What is asked: Rewrite the records below so that every instance of "in this scene" reads "in this image", and leave everything else unchanged.

Source material:

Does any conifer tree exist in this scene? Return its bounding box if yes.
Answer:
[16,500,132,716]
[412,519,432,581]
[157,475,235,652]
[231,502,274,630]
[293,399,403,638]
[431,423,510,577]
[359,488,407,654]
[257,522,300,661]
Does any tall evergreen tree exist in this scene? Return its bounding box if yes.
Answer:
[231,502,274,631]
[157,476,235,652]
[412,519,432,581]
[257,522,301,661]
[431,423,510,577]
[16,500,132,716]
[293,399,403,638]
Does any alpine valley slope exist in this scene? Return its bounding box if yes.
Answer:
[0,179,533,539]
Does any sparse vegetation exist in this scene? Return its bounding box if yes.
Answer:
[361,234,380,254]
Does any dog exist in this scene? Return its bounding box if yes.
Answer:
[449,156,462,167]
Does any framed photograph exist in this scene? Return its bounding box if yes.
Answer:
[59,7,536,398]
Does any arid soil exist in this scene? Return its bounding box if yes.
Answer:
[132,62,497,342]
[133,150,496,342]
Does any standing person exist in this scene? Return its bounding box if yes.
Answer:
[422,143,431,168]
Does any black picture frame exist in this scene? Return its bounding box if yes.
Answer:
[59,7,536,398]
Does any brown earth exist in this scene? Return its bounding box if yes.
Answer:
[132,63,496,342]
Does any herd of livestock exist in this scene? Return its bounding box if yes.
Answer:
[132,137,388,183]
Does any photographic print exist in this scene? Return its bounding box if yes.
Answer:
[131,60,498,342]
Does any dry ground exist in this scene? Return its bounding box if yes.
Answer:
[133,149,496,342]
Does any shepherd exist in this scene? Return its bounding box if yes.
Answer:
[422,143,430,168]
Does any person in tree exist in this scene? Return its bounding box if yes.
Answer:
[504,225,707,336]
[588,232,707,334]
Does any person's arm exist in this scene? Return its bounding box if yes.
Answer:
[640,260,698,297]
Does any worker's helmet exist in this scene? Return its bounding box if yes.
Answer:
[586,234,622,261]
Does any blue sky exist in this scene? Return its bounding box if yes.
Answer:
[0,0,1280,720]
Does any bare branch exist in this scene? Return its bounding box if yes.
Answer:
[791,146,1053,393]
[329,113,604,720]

Final result:
Does any conifer tree exist in this image? Return its bounding box if yes.
Answer:
[16,500,132,716]
[412,519,432,581]
[157,475,235,652]
[231,502,274,630]
[293,399,403,638]
[431,423,510,577]
[359,488,407,654]
[257,522,300,661]
Does any tall evergreen tree exist in this image? Return its bounding box if yes.
Answer:
[231,502,274,631]
[157,476,235,652]
[412,519,432,581]
[257,522,301,661]
[431,423,510,577]
[16,500,132,716]
[293,399,403,638]
Does any alpine valley slope exist in this image? Return its bounding box if yes.
Answer:
[0,179,533,539]
Does any sparse vegetation exist in this image? Return its bounding box if yes.
Answer:
[361,234,380,254]
Does any dog exist in this image? Return its bounding box if yes.
Answer:
[449,156,462,167]
Does any framed photograph exist in this image? Return its bounding box if yes.
Answer:
[59,7,536,398]
Does any arid soil exist in this image? Return its bounding box if yes.
Answer:
[132,62,497,342]
[133,150,496,342]
Does any standing person exist in this image? Return its bounding box if yes.
Answer:
[422,143,431,168]
Does any black picture frame exist in this image? Return its bounding box if yes.
Answer:
[59,7,536,398]
Does any brown earth exist in this image? Return its bounding box if yes.
Answer:
[132,63,496,342]
Does any herd of livestock exist in this image? Return its bounding box if yes.
Answer:
[132,137,388,183]
Does any photographic print exist in this image? Return its bounding box if yes.
Answer:
[131,60,498,342]
Does any dry ground exist in this image? Return its bounding box if yes.
Answer:
[133,149,496,342]
Does any shepherd exist in this image? Return its bounding box if yes.
Answer:
[422,143,430,168]
Does any person in tree exist in this image? Return its bounding box if yes.
Answer:
[504,225,707,336]
[588,232,707,334]
Does any person's arm exist in this image? Return its bounding box if yes.
Answer:
[640,260,698,297]
Does any worker's helmet exist in this image? Return its bounding box if yes.
Answer:
[586,234,622,261]
Does any blue sky exist in this image? Return its bounding box if yes.
Answer:
[0,0,1280,720]
Does any bare branch exist in this image? Return its bounding box if yes.
Answer:
[791,146,1053,393]
[329,113,604,720]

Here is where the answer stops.